-- TEXT EXCERPT --
════
Figure 4.1: Searching videos with a text query
### Clarifying Requirements
Here is a typical interaction between a candidate and an interviewer.
**Candidate:** Is the input query text-only, or can users search with an image or video?
**Interviewer:** Text queries only.
**Candidate:** Is the content on the platform only in video form? How about images or audio files?
**Interviewer:** The platform only serves videos.
**Candidate:** The YouTube search system is very complex. Can I assume the relevancy of a video is determined solely by its visual content and the textual data associated with the video, such as the title and description?
**Interviewer:** Yes, that's a fair assumption.
**Candidate:** Is there any training data available?
**Interviewer:** Yes, let's assume we have ten million pairs of ⟨\langle video, text query ⟩\rangle.
**Candidate:** Do we need to support other languages in the search system?
**Interviewer:** For simplicity, let's assume only English is supported.
**Candidate:** How many videos are available on the platform?
**Interviewer:** One billion videos.
**Candidate:** Do we need to personalize the results? Should we rank the results differently for different users, based on their past interactions?
**Interviewer:** As opposed to recommendation systems where personalization is essential, we do not necessarily have to personalize results in search systems. To simplify the problem, let's assume no personalization is required.
Let's summarize the problem statement. We are asked to design a search system for videos. The input is a text query, and the output is a list of videos that are relevant to the text query. To search for relevant videos, we leverage both the videos' visual content and textual data. We are given a dataset of ten million ⟨\langle video, text query ⟩\rangle pairs for model training.
### Frame the Problem as an ML Task
#### Defining the ML objective
Users expect search systems to provide relevant and useful results. One way to translate this into an ML objective is to rank videos based on their relevance to the text query.
════
-- GIVEN RECORDS --
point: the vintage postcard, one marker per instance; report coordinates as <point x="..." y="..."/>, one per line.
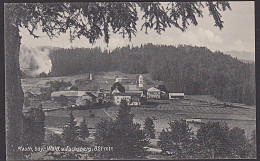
<point x="130" y="80"/>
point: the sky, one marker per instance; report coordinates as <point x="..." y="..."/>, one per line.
<point x="238" y="34"/>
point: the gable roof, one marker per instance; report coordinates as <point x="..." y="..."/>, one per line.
<point x="153" y="89"/>
<point x="68" y="93"/>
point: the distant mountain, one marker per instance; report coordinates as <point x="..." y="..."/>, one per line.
<point x="242" y="55"/>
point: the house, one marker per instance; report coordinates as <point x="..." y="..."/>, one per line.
<point x="194" y="124"/>
<point x="78" y="97"/>
<point x="121" y="96"/>
<point x="86" y="99"/>
<point x="132" y="98"/>
<point x="153" y="93"/>
<point x="176" y="95"/>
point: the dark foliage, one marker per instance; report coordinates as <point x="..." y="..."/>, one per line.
<point x="70" y="133"/>
<point x="83" y="132"/>
<point x="149" y="128"/>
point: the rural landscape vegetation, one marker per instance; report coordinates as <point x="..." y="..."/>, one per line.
<point x="147" y="102"/>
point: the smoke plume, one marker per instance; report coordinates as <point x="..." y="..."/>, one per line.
<point x="34" y="61"/>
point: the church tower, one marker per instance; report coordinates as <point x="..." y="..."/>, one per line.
<point x="90" y="76"/>
<point x="141" y="81"/>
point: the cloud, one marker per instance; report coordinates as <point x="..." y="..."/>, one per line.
<point x="203" y="37"/>
<point x="34" y="61"/>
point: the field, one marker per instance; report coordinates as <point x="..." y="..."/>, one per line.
<point x="164" y="113"/>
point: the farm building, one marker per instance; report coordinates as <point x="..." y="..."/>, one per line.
<point x="176" y="95"/>
<point x="153" y="93"/>
<point x="194" y="124"/>
<point x="79" y="97"/>
<point x="131" y="98"/>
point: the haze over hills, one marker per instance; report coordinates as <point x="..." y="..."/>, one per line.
<point x="242" y="55"/>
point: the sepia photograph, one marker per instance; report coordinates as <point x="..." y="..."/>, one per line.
<point x="130" y="80"/>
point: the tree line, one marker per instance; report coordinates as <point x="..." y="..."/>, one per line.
<point x="185" y="68"/>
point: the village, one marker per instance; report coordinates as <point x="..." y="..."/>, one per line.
<point x="97" y="97"/>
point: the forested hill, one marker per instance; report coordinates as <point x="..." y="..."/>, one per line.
<point x="188" y="69"/>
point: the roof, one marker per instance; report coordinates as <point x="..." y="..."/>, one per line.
<point x="128" y="94"/>
<point x="176" y="94"/>
<point x="91" y="94"/>
<point x="68" y="93"/>
<point x="194" y="121"/>
<point x="153" y="89"/>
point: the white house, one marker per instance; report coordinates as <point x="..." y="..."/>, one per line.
<point x="121" y="96"/>
<point x="194" y="124"/>
<point x="176" y="95"/>
<point x="153" y="93"/>
<point x="132" y="98"/>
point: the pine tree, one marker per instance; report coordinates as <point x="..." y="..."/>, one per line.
<point x="149" y="128"/>
<point x="84" y="131"/>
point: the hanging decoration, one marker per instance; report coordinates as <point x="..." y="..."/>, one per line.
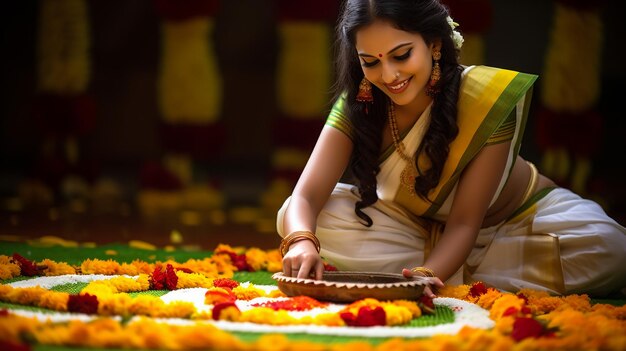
<point x="474" y="18"/>
<point x="303" y="82"/>
<point x="63" y="109"/>
<point x="569" y="126"/>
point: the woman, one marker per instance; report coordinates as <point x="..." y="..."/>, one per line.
<point x="437" y="188"/>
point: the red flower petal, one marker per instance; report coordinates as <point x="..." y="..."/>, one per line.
<point x="225" y="283"/>
<point x="366" y="317"/>
<point x="217" y="309"/>
<point x="477" y="289"/>
<point x="27" y="267"/>
<point x="171" y="279"/>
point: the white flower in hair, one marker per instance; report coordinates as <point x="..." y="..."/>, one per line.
<point x="457" y="38"/>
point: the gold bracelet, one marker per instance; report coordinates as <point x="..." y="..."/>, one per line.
<point x="427" y="272"/>
<point x="291" y="238"/>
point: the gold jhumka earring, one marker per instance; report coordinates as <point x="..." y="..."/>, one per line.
<point x="435" y="75"/>
<point x="365" y="91"/>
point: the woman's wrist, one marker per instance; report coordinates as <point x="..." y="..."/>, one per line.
<point x="296" y="236"/>
<point x="426" y="272"/>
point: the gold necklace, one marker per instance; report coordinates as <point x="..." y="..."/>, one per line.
<point x="407" y="177"/>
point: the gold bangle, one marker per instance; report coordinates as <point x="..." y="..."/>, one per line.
<point x="427" y="272"/>
<point x="291" y="238"/>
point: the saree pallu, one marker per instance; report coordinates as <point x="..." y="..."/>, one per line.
<point x="557" y="242"/>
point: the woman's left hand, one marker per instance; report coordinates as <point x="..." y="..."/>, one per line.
<point x="433" y="282"/>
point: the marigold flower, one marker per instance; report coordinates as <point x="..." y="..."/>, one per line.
<point x="83" y="303"/>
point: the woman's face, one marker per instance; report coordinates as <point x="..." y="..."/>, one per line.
<point x="399" y="63"/>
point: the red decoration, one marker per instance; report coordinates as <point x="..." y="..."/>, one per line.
<point x="298" y="303"/>
<point x="524" y="327"/>
<point x="28" y="268"/>
<point x="225" y="283"/>
<point x="217" y="309"/>
<point x="83" y="303"/>
<point x="161" y="280"/>
<point x="366" y="317"/>
<point x="477" y="289"/>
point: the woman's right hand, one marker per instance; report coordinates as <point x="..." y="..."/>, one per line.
<point x="303" y="261"/>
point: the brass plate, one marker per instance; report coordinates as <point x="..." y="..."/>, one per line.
<point x="350" y="286"/>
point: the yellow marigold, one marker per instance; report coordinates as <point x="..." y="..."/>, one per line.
<point x="458" y="292"/>
<point x="353" y="346"/>
<point x="125" y="284"/>
<point x="487" y="299"/>
<point x="145" y="305"/>
<point x="13" y="328"/>
<point x="248" y="293"/>
<point x="141" y="267"/>
<point x="8" y="268"/>
<point x="5" y="290"/>
<point x="542" y="305"/>
<point x="97" y="266"/>
<point x="202" y="336"/>
<point x="610" y="311"/>
<point x="192" y="280"/>
<point x="577" y="302"/>
<point x="229" y="313"/>
<point x="412" y="306"/>
<point x="99" y="287"/>
<point x="270" y="342"/>
<point x="256" y="259"/>
<point x="57" y="268"/>
<point x="531" y="293"/>
<point x="54" y="300"/>
<point x="481" y="339"/>
<point x="502" y="304"/>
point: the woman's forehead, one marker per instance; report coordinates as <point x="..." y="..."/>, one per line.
<point x="381" y="37"/>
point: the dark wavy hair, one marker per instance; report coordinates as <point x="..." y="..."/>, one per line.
<point x="429" y="19"/>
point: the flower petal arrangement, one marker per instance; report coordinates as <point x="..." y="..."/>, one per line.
<point x="211" y="302"/>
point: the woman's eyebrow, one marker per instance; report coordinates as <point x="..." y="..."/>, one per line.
<point x="362" y="54"/>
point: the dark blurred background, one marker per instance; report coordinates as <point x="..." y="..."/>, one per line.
<point x="187" y="122"/>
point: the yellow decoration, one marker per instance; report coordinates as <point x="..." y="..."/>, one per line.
<point x="572" y="74"/>
<point x="304" y="68"/>
<point x="189" y="81"/>
<point x="63" y="47"/>
<point x="473" y="51"/>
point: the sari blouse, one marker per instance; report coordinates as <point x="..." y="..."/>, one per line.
<point x="493" y="107"/>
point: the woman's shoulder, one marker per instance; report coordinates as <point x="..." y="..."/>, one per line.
<point x="483" y="71"/>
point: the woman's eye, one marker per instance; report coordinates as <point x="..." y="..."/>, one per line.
<point x="369" y="64"/>
<point x="404" y="56"/>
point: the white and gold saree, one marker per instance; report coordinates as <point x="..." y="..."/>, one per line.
<point x="557" y="241"/>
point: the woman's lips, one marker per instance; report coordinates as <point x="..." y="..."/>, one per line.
<point x="398" y="87"/>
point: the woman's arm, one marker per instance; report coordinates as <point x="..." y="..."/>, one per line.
<point x="477" y="186"/>
<point x="323" y="170"/>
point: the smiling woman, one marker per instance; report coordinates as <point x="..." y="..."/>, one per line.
<point x="436" y="183"/>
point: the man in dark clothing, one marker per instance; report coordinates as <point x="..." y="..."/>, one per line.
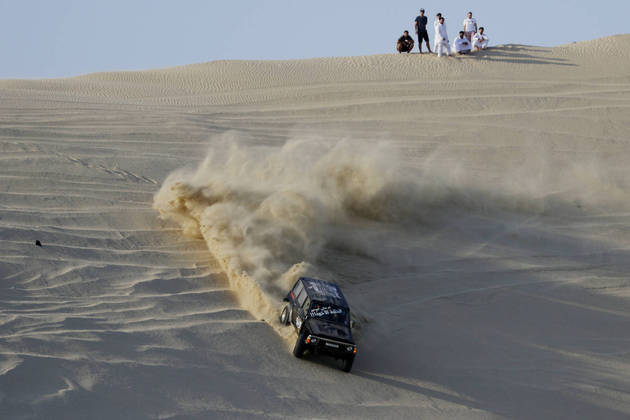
<point x="421" y="30"/>
<point x="405" y="43"/>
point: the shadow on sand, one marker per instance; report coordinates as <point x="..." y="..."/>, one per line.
<point x="520" y="54"/>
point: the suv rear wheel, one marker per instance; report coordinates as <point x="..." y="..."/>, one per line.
<point x="347" y="364"/>
<point x="285" y="315"/>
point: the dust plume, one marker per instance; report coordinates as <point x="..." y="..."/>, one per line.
<point x="266" y="212"/>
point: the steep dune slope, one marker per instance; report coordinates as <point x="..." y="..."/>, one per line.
<point x="475" y="210"/>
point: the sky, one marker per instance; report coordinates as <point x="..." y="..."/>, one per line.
<point x="61" y="38"/>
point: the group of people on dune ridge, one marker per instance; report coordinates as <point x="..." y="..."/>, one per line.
<point x="471" y="37"/>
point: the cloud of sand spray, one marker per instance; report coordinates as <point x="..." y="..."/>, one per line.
<point x="266" y="212"/>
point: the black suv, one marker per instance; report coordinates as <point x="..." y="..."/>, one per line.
<point x="320" y="314"/>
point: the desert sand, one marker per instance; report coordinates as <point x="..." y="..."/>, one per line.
<point x="475" y="211"/>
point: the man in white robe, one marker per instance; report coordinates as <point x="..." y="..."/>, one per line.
<point x="441" y="38"/>
<point x="461" y="44"/>
<point x="480" y="40"/>
<point x="435" y="30"/>
<point x="470" y="26"/>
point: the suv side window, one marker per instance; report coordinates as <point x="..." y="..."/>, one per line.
<point x="300" y="298"/>
<point x="307" y="303"/>
<point x="296" y="290"/>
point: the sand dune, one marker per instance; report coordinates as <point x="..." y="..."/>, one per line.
<point x="474" y="209"/>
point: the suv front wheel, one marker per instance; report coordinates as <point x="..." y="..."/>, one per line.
<point x="299" y="348"/>
<point x="285" y="315"/>
<point x="347" y="364"/>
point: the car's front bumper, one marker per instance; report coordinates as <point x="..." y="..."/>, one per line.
<point x="333" y="347"/>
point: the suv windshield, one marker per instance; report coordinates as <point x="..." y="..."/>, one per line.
<point x="329" y="313"/>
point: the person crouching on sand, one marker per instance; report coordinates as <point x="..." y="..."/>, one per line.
<point x="405" y="43"/>
<point x="421" y="30"/>
<point x="441" y="38"/>
<point x="461" y="44"/>
<point x="480" y="40"/>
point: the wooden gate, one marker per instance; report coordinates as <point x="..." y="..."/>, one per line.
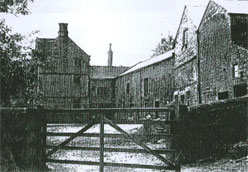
<point x="113" y="117"/>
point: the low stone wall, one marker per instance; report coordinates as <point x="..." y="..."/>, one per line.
<point x="22" y="143"/>
<point x="209" y="130"/>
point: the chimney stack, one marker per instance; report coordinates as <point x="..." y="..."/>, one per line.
<point x="63" y="32"/>
<point x="110" y="55"/>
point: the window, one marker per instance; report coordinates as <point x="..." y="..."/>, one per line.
<point x="93" y="88"/>
<point x="76" y="103"/>
<point x="223" y="95"/>
<point x="182" y="98"/>
<point x="102" y="91"/>
<point x="157" y="106"/>
<point x="185" y="38"/>
<point x="76" y="79"/>
<point x="176" y="97"/>
<point x="77" y="62"/>
<point x="127" y="88"/>
<point x="145" y="86"/>
<point x="235" y="71"/>
<point x="240" y="90"/>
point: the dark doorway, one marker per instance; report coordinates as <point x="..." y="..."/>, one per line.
<point x="223" y="95"/>
<point x="240" y="90"/>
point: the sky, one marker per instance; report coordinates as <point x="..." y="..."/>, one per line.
<point x="134" y="27"/>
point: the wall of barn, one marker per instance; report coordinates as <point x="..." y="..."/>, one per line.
<point x="64" y="80"/>
<point x="218" y="54"/>
<point x="209" y="130"/>
<point x="102" y="93"/>
<point x="148" y="87"/>
<point x="186" y="62"/>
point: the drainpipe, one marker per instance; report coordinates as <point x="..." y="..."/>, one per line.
<point x="198" y="69"/>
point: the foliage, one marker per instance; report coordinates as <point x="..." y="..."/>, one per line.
<point x="165" y="45"/>
<point x="14" y="6"/>
<point x="18" y="62"/>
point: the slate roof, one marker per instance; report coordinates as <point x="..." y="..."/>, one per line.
<point x="195" y="13"/>
<point x="234" y="6"/>
<point x="107" y="72"/>
<point x="150" y="61"/>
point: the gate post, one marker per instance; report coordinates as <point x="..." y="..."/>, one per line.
<point x="101" y="167"/>
<point x="43" y="131"/>
<point x="181" y="112"/>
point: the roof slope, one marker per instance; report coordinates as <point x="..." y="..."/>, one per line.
<point x="150" y="61"/>
<point x="234" y="6"/>
<point x="195" y="13"/>
<point x="106" y="72"/>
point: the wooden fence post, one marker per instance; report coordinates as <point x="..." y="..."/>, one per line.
<point x="101" y="167"/>
<point x="43" y="138"/>
<point x="178" y="131"/>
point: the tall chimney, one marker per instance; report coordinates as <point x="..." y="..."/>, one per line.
<point x="110" y="56"/>
<point x="63" y="32"/>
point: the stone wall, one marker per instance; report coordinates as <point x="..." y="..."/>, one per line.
<point x="150" y="86"/>
<point x="186" y="75"/>
<point x="209" y="130"/>
<point x="64" y="79"/>
<point x="218" y="54"/>
<point x="102" y="93"/>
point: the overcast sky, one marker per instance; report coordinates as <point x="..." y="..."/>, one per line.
<point x="134" y="27"/>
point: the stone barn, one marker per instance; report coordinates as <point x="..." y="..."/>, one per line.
<point x="185" y="68"/>
<point x="102" y="83"/>
<point x="223" y="50"/>
<point x="147" y="84"/>
<point x="64" y="79"/>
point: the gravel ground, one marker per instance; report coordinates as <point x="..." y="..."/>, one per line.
<point x="224" y="165"/>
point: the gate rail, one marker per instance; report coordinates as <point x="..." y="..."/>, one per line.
<point x="109" y="116"/>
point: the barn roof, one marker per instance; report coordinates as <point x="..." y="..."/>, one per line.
<point x="195" y="13"/>
<point x="234" y="6"/>
<point x="106" y="72"/>
<point x="150" y="61"/>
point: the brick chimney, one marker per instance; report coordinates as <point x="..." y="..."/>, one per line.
<point x="110" y="55"/>
<point x="63" y="32"/>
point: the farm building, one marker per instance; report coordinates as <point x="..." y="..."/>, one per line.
<point x="64" y="80"/>
<point x="223" y="50"/>
<point x="208" y="62"/>
<point x="102" y="83"/>
<point x="185" y="67"/>
<point x="147" y="84"/>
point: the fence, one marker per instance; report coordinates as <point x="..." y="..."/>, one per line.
<point x="24" y="132"/>
<point x="114" y="116"/>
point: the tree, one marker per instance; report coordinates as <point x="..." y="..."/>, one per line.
<point x="15" y="6"/>
<point x="165" y="45"/>
<point x="18" y="60"/>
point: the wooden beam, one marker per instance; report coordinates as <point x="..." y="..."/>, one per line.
<point x="110" y="111"/>
<point x="112" y="164"/>
<point x="105" y="135"/>
<point x="129" y="150"/>
<point x="70" y="138"/>
<point x="161" y="158"/>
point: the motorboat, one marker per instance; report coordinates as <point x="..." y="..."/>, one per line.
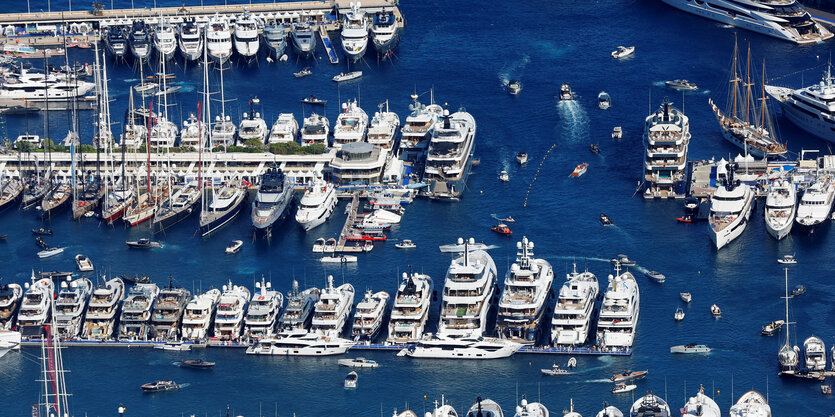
<point x="623" y="52"/>
<point x="527" y="288"/>
<point x="410" y="309"/>
<point x="690" y="348"/>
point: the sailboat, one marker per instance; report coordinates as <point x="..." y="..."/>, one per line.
<point x="749" y="131"/>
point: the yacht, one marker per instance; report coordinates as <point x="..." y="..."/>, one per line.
<point x="315" y="130"/>
<point x="527" y="288"/>
<point x="650" y="405"/>
<point x="35" y="307"/>
<point x="573" y="313"/>
<point x="815" y="204"/>
<point x="166" y="316"/>
<point x="751" y="404"/>
<point x="411" y="309"/>
<point x="219" y="39"/>
<point x="351" y="125"/>
<point x="783" y="19"/>
<point x="135" y="321"/>
<point x="70" y="306"/>
<point x="100" y="320"/>
<point x="666" y="141"/>
<point x="811" y="108"/>
<point x="229" y="319"/>
<point x="316" y="205"/>
<point x="730" y="207"/>
<point x="450" y="156"/>
<point x="385" y="32"/>
<point x="354" y="33"/>
<point x="780" y="207"/>
<point x="246" y="36"/>
<point x="199" y="314"/>
<point x="332" y="311"/>
<point x="815" y="354"/>
<point x="384" y="126"/>
<point x="263" y="311"/>
<point x="468" y="292"/>
<point x="273" y="200"/>
<point x="619" y="312"/>
<point x="285" y="129"/>
<point x="304" y="40"/>
<point x="368" y="319"/>
<point x="10" y="299"/>
<point x="190" y="39"/>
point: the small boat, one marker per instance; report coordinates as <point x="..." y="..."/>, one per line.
<point x="579" y="170"/>
<point x="405" y="244"/>
<point x="657" y="276"/>
<point x="623" y="52"/>
<point x="158" y="386"/>
<point x="351" y="380"/>
<point x="358" y="363"/>
<point x="621" y="388"/>
<point x="144" y="243"/>
<point x="46" y="253"/>
<point x="681" y="85"/>
<point x="787" y="260"/>
<point x="554" y="370"/>
<point x="196" y="364"/>
<point x="629" y="376"/>
<point x="690" y="348"/>
<point x="234" y="247"/>
<point x="303" y="73"/>
<point x="347" y="76"/>
<point x="773" y="327"/>
<point x="502" y="229"/>
<point x="84" y="263"/>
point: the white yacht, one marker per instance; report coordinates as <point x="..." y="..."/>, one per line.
<point x="315" y="130"/>
<point x="619" y="312"/>
<point x="246" y="36"/>
<point x="263" y="311"/>
<point x="700" y="406"/>
<point x="450" y="156"/>
<point x="751" y="404"/>
<point x="317" y="204"/>
<point x="100" y="321"/>
<point x="368" y="319"/>
<point x="527" y="288"/>
<point x="351" y="125"/>
<point x="411" y="309"/>
<point x="384" y="127"/>
<point x="811" y="108"/>
<point x="730" y="207"/>
<point x="571" y="323"/>
<point x="815" y="204"/>
<point x="783" y="19"/>
<point x="219" y="39"/>
<point x="135" y="320"/>
<point x="332" y="310"/>
<point x="199" y="314"/>
<point x="468" y="291"/>
<point x="285" y="129"/>
<point x="354" y="33"/>
<point x="815" y="354"/>
<point x="229" y="318"/>
<point x="70" y="306"/>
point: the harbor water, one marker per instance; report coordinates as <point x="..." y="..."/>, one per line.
<point x="466" y="52"/>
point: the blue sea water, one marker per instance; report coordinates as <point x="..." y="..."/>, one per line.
<point x="465" y="51"/>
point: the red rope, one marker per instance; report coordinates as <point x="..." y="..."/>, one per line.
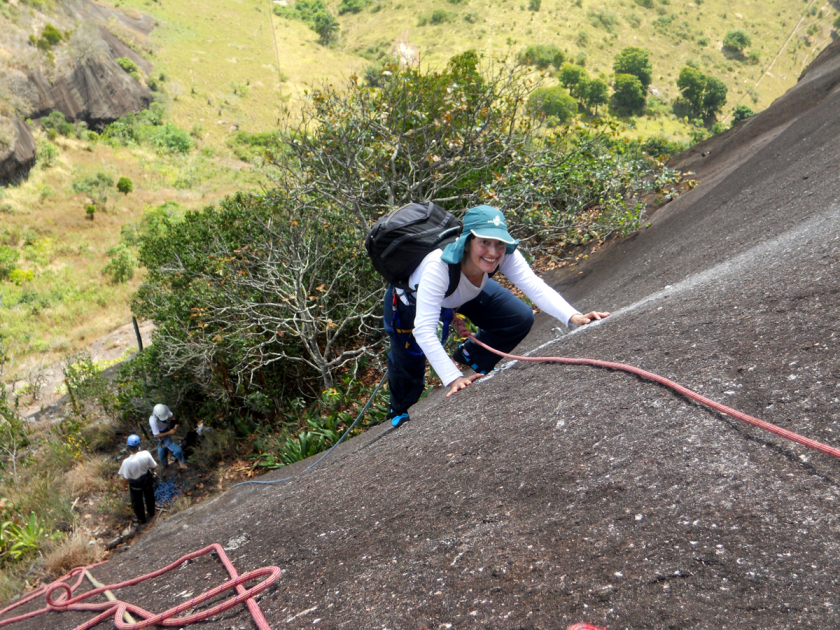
════
-- WORK TO COMPLETE --
- a) Answer from the video search excerpt, one line each:
(i) How many videos does the platform hold?
(ii) Which language does the search system support?
(iii) How many video and text query pairs are available for training?
- b) Pick up the video search excerpt after its last sentence and write its next part.

-- RESULTS IN ORDER --
- a)
(i) One billion videos.
(ii) Only English.
(iii) Ten million pairs.

- b)
#### Specifying the system's input and output
As shown in Figure 4.2, the search system takes a text query as input and outputs a ranked list of videos sorted by their relevance to the text query.

Figure 4.2: Video search system’s input-output
#### Choosing the right ML category
In order to determine the relevance between a video and a text query, we utilize both visual content and the video’s textual data. An overview of the design can be seen in Figure 4.3.

Figure 4.3: High-level overview of the search system
Let's briefly discuss each component.
##### Visual search
This component takes a text query as input and outputs a list of videos. The videos are ranked based on the similarity between the text query and the videos' visual content.
Representation learning is a commonly used approach to search for videos by processing their visual content. In this approach, text query and video are encoded separately using two encoders. As shown in Figure 4.4, the ML model contains a video encoder that generates an embedding vector from the video, and a text encoder that generates an embedding vector from the text. The similarity score between the video and the text is calculated using the dot product of their representations.

Figure 4.4: ML model’s input-output
In order to rank videos that are visually and semantically similar to the text query, we compute the dot product between the text and each video in the embedding space, then rank the videos based on their similarity scores.
##### Text search
Figure 4.5 shows how text search works when a user types in a text query: "dogs playing indoor". Videos with the most similar titles, descriptions, or tags to the text query are shown as the output.

Figure 4.5: Text search
The inverted index is a common technique for creating the text-based search component, allowing efficient full-text search in databases. Since inverted indexes aren't based on machine learning, there is no training cost. A popular search engine companies often use is Elasticsearch, which is a scalable search engine and document store. For more details and a deeper understanding of Elasticsearch, refer to [1].
### Data Preparation
#### Data engineering
Since we are given an annotated dataset to train and evaluate the model, it's not necessary to perform any data engineering. Table 4.1 shows what the annotated dataset might look like.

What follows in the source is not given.